Position identification data
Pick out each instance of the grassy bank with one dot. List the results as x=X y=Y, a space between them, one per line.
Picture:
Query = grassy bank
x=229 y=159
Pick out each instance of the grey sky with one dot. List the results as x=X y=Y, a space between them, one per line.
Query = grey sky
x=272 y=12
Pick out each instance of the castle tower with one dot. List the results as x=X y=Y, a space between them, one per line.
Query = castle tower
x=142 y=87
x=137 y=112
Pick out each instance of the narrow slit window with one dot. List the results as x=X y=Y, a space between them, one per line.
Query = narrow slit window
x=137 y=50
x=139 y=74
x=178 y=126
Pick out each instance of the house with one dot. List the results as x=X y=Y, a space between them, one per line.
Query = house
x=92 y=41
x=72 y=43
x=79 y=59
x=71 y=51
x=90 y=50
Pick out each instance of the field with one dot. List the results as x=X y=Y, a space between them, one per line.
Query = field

» THE EXERCISE
Rewrite the data above so that every "Pick out" becomes "Mark", keeping everything else the same.

» TASK RESPONSE
Mark each instance of the grassy bank with one dot. List the results as x=X y=Y, a space between them, one per line.
Picture:
Query = grassy bank
x=229 y=159
Mark each instance of the grey sky with one dot. List the results as x=X y=Y, a space between them, one per line.
Query = grey sky
x=272 y=12
Mark each instance of the castle tower with one dot. List the results as x=X y=Y, a space between them, one per line.
Query = castle tower
x=142 y=87
x=137 y=112
Mark each instance of the narrow slit window with one dot. List the results as x=X y=Y, a space between them, one per line.
Query = narrow slit window
x=137 y=50
x=139 y=74
x=178 y=126
Mark each instance of the house with one dot. List the results as x=X y=Y, a space between them, one per line.
Query = house
x=92 y=41
x=72 y=43
x=79 y=59
x=71 y=51
x=90 y=50
Mark each instance of the field with one dot. List the results as x=X y=Y, a space between them, one per line.
Query = field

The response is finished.